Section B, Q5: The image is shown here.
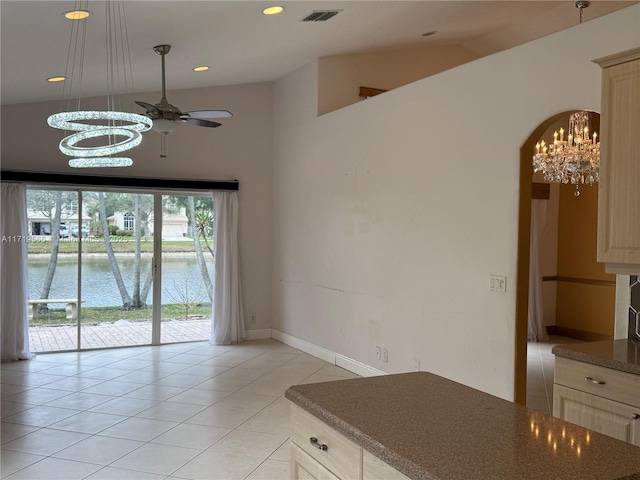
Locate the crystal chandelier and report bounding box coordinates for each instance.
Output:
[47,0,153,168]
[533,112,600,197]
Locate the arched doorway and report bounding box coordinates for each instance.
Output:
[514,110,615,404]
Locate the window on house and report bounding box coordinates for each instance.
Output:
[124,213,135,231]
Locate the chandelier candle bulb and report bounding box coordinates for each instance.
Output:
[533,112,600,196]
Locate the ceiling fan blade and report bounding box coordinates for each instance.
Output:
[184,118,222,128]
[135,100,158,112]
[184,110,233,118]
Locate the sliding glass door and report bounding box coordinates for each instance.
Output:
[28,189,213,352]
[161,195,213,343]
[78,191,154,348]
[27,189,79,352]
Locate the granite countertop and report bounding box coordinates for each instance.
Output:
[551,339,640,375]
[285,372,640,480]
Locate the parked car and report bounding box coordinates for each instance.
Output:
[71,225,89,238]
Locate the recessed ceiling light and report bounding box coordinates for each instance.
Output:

==

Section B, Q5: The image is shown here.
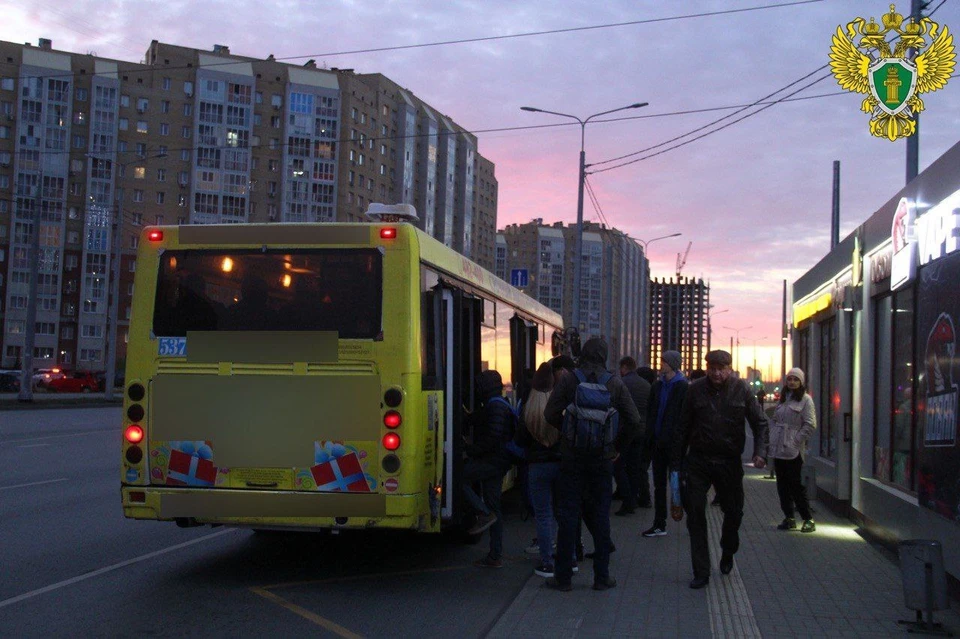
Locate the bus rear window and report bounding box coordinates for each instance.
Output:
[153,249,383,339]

Exercise goal: Show each line of the records above that contains the word "window".

Completed task:
Locate the window on house and report bounding box coordinates for each instance.
Locate the bus rear window and report bounding box coordinates for each instance.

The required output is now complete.